→ **What is expected**
Copy out the lines below word for word, omitting the pictures.

Collected data entries:

+++

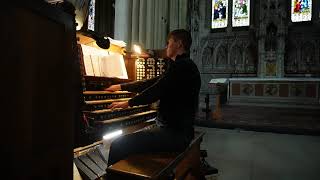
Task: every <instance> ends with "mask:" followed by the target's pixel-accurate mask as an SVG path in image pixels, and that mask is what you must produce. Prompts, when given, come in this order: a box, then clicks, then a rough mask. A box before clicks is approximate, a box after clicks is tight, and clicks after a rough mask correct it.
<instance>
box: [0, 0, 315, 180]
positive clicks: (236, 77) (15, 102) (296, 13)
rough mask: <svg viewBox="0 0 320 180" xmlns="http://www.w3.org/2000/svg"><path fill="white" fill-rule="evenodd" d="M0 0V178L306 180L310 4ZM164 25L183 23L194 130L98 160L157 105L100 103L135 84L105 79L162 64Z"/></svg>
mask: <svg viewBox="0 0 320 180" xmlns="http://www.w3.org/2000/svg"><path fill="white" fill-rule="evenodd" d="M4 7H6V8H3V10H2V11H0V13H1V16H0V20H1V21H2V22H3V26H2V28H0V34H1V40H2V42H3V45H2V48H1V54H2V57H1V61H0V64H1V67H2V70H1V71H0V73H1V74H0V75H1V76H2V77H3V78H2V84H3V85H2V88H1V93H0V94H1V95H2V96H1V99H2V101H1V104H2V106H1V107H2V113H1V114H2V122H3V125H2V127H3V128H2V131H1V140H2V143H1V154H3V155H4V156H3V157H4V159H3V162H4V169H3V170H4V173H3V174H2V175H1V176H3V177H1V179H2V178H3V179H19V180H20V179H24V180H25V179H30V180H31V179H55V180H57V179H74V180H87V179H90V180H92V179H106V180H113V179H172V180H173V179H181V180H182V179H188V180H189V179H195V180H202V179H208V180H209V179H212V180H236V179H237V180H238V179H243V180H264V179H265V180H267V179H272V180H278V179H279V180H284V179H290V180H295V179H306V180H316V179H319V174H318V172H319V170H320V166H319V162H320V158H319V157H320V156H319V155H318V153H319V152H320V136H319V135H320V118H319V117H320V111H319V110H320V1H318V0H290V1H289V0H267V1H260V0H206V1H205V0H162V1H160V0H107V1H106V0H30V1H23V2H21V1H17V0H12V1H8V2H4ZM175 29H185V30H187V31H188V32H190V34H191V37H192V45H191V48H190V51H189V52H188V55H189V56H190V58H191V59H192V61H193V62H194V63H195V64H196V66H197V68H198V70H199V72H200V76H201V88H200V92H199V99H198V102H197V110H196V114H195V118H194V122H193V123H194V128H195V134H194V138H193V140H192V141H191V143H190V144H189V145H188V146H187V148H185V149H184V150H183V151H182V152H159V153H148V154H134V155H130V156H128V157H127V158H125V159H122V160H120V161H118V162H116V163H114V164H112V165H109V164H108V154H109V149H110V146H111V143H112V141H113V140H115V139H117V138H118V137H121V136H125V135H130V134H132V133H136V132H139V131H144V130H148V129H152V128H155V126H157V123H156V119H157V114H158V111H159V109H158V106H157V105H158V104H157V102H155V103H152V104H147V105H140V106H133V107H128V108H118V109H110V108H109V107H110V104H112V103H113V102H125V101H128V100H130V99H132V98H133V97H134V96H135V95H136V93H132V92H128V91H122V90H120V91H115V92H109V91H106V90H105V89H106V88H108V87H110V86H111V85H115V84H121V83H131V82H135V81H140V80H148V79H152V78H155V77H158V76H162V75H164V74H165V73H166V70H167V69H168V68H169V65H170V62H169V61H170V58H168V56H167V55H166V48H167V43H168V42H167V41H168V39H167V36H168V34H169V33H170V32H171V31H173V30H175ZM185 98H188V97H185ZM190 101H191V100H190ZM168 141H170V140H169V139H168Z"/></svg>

+++

→ **Answer below**
Task: every <instance> ends with "mask:" followed by the target's pixel-accurate mask as an SVG path in image pixels, and that mask is what you must produce. Prompts, when given, come in this order: a box, then clicks, then a rough mask. A box before clicks is approximate, a box after clicks is tight, and clicks after a rough mask correct it.
<instance>
box: [0, 0, 315, 180]
positive clicks: (236, 77) (15, 102) (296, 13)
rough mask: <svg viewBox="0 0 320 180" xmlns="http://www.w3.org/2000/svg"><path fill="white" fill-rule="evenodd" d="M0 0V178L306 180L310 4ZM164 25L183 23L194 130L98 160L157 105L100 103L135 84L105 79L162 64Z"/></svg>
mask: <svg viewBox="0 0 320 180" xmlns="http://www.w3.org/2000/svg"><path fill="white" fill-rule="evenodd" d="M4 7H6V8H3V10H2V11H0V13H1V16H0V20H1V21H2V22H3V26H2V28H0V34H1V40H2V42H3V45H2V48H1V54H2V57H1V61H0V64H1V67H2V70H1V71H0V73H1V74H0V75H1V76H2V77H3V78H2V84H3V85H2V88H1V93H0V94H1V95H2V96H1V99H2V101H1V104H2V106H1V107H2V113H1V114H2V122H3V125H2V127H3V128H2V131H1V140H2V143H1V154H3V155H4V156H3V157H4V159H3V162H4V169H3V170H4V173H3V174H2V175H1V176H3V177H1V179H2V178H3V179H19V180H20V179H24V180H25V179H30V180H31V179H55V180H57V179H74V180H87V179H90V180H92V179H106V180H113V179H172V180H173V179H181V180H182V179H188V180H189V179H195V180H202V179H208V180H209V179H212V180H236V179H237V180H238V179H243V180H264V179H265V180H267V179H272V180H278V179H279V180H284V179H290V180H295V179H306V180H316V179H319V174H318V172H319V170H320V166H319V162H320V158H319V157H320V156H319V155H318V153H319V152H320V136H319V135H320V118H319V117H320V111H319V110H320V1H318V0H290V1H289V0H267V1H260V0H206V1H205V0H162V1H160V0H107V1H106V0H30V1H23V2H21V1H17V0H12V1H8V2H4ZM175 29H185V30H187V31H188V32H190V34H191V37H192V45H191V48H190V51H189V52H188V55H189V56H190V58H191V59H192V61H193V62H194V63H195V64H196V66H197V68H198V70H199V72H200V76H201V88H200V92H199V99H198V102H197V110H196V114H195V118H194V122H193V123H194V128H195V134H194V138H193V140H192V141H191V143H190V144H189V145H188V146H187V148H185V149H184V150H183V151H182V152H159V153H148V154H134V155H130V156H128V157H127V158H125V159H122V160H120V161H118V162H116V163H114V164H112V165H109V164H108V154H109V149H110V146H111V143H112V141H113V140H115V139H117V138H118V137H121V136H125V135H130V134H132V133H136V132H139V131H144V130H148V129H152V128H155V126H157V123H156V119H157V114H158V111H159V109H158V106H157V105H158V104H157V102H155V103H152V104H147V105H140V106H133V107H128V108H118V109H110V108H109V107H110V104H112V103H113V102H125V101H128V100H130V99H132V98H133V97H134V96H135V95H136V93H132V92H128V91H122V90H120V91H115V92H109V91H106V90H105V89H106V88H108V87H110V86H111V85H115V84H121V83H131V82H135V81H140V80H148V79H152V78H155V77H158V76H162V75H164V74H165V73H166V70H167V69H168V68H169V65H170V62H169V61H170V58H168V56H167V55H166V48H167V43H168V42H167V41H168V39H167V36H168V34H169V33H170V32H171V31H173V30H175ZM185 98H188V97H185ZM190 101H191V100H190ZM168 141H170V140H169V139H168Z"/></svg>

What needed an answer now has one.